▶ 练习:
把下面所有的行逐字重新输入一遍，不改动任何字符。

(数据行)
**********

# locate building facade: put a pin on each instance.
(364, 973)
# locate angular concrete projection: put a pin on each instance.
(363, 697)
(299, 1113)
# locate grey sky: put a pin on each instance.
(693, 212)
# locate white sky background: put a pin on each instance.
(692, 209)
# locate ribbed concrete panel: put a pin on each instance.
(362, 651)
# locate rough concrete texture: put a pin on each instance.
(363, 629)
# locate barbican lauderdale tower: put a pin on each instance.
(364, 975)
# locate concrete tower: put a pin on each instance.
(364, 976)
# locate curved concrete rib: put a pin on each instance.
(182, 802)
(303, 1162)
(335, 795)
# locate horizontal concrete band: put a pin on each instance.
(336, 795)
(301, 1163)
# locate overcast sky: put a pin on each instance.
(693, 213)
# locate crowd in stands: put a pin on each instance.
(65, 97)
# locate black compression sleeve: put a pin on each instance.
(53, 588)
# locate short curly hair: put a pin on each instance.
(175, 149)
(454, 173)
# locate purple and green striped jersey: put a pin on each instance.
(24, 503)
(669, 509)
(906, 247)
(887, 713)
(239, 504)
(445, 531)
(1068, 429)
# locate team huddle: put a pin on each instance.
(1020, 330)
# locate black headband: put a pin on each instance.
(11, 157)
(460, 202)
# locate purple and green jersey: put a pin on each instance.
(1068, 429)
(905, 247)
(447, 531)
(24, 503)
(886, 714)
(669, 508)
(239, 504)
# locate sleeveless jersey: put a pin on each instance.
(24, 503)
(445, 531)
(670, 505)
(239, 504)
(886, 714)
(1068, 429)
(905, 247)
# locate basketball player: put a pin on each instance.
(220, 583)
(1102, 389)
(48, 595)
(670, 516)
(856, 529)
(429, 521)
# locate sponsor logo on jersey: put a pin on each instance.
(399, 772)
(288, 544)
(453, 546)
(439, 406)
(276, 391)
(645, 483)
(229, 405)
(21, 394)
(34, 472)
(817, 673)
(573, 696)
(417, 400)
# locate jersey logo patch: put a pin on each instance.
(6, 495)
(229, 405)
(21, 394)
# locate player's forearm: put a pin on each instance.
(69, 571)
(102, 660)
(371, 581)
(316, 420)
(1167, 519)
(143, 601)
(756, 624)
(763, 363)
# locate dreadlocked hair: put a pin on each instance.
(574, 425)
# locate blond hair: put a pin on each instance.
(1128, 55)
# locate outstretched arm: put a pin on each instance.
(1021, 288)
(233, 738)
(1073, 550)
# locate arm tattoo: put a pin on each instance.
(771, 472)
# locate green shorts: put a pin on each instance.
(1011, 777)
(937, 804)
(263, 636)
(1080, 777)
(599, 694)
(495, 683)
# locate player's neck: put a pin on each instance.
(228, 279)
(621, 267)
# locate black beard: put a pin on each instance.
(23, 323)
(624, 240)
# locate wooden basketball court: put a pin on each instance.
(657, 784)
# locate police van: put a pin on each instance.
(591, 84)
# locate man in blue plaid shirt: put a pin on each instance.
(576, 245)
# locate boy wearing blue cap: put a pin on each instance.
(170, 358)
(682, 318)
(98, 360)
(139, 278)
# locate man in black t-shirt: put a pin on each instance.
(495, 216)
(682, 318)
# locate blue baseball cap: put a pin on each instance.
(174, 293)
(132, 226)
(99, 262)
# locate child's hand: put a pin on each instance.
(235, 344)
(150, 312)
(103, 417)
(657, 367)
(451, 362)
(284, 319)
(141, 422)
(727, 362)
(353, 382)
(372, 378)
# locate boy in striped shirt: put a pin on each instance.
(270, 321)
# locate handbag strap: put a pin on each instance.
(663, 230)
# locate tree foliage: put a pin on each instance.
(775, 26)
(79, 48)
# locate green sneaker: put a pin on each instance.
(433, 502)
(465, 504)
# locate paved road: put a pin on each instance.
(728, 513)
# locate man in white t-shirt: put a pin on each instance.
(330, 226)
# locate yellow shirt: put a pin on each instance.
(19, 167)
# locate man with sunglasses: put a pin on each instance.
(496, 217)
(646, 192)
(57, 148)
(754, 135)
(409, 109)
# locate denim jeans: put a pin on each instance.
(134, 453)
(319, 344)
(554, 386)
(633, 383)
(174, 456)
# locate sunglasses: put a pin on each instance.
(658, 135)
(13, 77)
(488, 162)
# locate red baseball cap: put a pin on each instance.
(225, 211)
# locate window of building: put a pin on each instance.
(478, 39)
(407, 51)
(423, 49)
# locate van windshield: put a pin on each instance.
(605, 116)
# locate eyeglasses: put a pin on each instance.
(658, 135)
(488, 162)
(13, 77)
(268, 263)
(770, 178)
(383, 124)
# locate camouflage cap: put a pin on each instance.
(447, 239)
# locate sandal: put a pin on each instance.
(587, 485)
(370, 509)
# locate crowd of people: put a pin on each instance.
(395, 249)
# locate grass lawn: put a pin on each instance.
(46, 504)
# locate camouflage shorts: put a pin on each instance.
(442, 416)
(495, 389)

**********

▶ 作答:
# locate building facade: put a pin on each instance.
(364, 973)
# locate angular concrete projection: put a pin on each instance.
(363, 697)
(299, 1113)
# locate grey sky: put a pin on each instance.
(693, 212)
# locate white sky background: put a pin on each instance.
(692, 209)
# locate ribbed concrete panel: put a pin on each instance.
(362, 651)
# locate rough concrete texture: put a pin on each instance.
(363, 629)
# locate barbican lauderdale tower: put a pin on each instance.
(364, 975)
# locate concrete tower: put a pin on each instance.
(364, 976)
# locate curved concrete rib: put a pin on each instance.
(182, 802)
(303, 1162)
(335, 795)
# locate horizontal concrete band: put a pin on each instance.
(336, 795)
(301, 1163)
# locate overcast sky: put a pin on each instance.
(693, 213)
# locate crowd in stands: put a pin on each instance.
(65, 97)
# locate black compression sleeve: put a pin on each instance.
(53, 588)
# locate short curly hair: put a pin on each instance.
(175, 149)
(454, 173)
# locate purple and green striped jersey: put a pin on each instance.
(24, 503)
(669, 509)
(906, 247)
(887, 713)
(239, 504)
(445, 531)
(1068, 429)
# locate team huddle: put a pin on each instance.
(1020, 330)
# locate black headband: put a pin on each instance.
(11, 157)
(460, 202)
# locate purple and green jersey: put a pin on each instance.
(1068, 429)
(905, 247)
(447, 531)
(24, 503)
(886, 714)
(669, 508)
(239, 504)
# locate sleeveless jersey: put a pin on each instance.
(24, 503)
(445, 531)
(670, 505)
(239, 504)
(886, 714)
(1068, 429)
(905, 247)
# locate basketball player: put a pin on each instance.
(220, 583)
(1102, 389)
(48, 595)
(670, 516)
(856, 529)
(429, 521)
# locate sponsor logo on jersey: put a pin on each instance.
(399, 772)
(288, 544)
(453, 546)
(439, 406)
(276, 391)
(645, 483)
(229, 405)
(21, 394)
(34, 472)
(817, 673)
(573, 696)
(417, 400)
# locate jersey logo patch: put a pin on each instance.
(6, 495)
(229, 405)
(21, 394)
# locate player's forearm: put a pin on each instance.
(69, 571)
(102, 660)
(371, 581)
(316, 420)
(1167, 519)
(143, 601)
(756, 624)
(763, 363)
# locate dreadlocked hair: put a pin on each instance.
(574, 425)
# locate blond hair: put a pin on each instance.
(1128, 55)
# locate outstretched arm: put a pin on each instance.
(1021, 288)
(233, 738)
(1073, 550)
# locate arm tattoo: put a pin on each instance.
(771, 472)
# locate green shorts: put a pin on each instance.
(1011, 777)
(937, 804)
(263, 636)
(1080, 777)
(599, 694)
(495, 683)
# locate player's neck: put a pin on each instance.
(228, 279)
(621, 267)
# locate black beard: put a pin on each instance.
(23, 323)
(624, 240)
# locate wooden basketball court: put a pin on each instance.
(657, 784)
# locate police van: put a pin on each instance.
(591, 84)
# locate man in blue plaid shirt: put a pin on each instance.
(576, 245)
# locate boy wearing blue cap: put a pin on each instance.
(170, 358)
(682, 318)
(98, 360)
(139, 278)
# locate man in black t-shirt: put a pin on each instance.
(495, 216)
(682, 318)
# locate blue baseball cap: put a pin on each instance.
(174, 293)
(132, 226)
(99, 262)
# locate child's hand: put a pin on each instance.
(235, 344)
(150, 312)
(103, 417)
(657, 367)
(451, 362)
(284, 319)
(141, 422)
(727, 362)
(353, 382)
(372, 378)
# locate boy in striped shirt: put a pin on each instance.
(270, 321)
# locate handbag strap: put a pin on each instance.
(663, 230)
# locate tree foliage: put a pin on each instance.
(775, 26)
(79, 48)
# locate green sneaker: put a pin on each instance.
(433, 502)
(465, 504)
# locate paved road: put a pin on each instance.
(728, 513)
# locate man in white t-shirt: put a pin on each instance.
(330, 226)
# locate yellow shirt: put a pin on each instance.
(19, 167)
# locate man with sunglasses: put a pin on each instance.
(496, 217)
(646, 192)
(57, 148)
(754, 135)
(409, 109)
# locate denim jeans: put a pin on each instance.
(134, 453)
(319, 344)
(554, 386)
(633, 383)
(174, 456)
# locate sunglasses: put a pin on each instance.
(658, 135)
(13, 77)
(488, 162)
# locate red baseball cap: put a pin on each instance.
(225, 211)
# locate window of building: put a pin on each instance.
(478, 39)
(407, 51)
(423, 49)
# locate van windshield: put a pin on each instance.
(605, 116)
# locate eyeglasses: put a pin on each instance.
(658, 135)
(488, 162)
(13, 77)
(268, 263)
(770, 178)
(383, 124)
# locate camouflage cap: put a pin on each instance.
(447, 239)
# locate sandal: put a pin on each instance.
(587, 485)
(370, 509)
# locate crowd of people: put a pin on each instance.
(395, 249)
# locate grass lawn: put a pin on each instance.
(46, 504)
# locate camouflage shorts: put a pin on each instance.
(442, 416)
(495, 389)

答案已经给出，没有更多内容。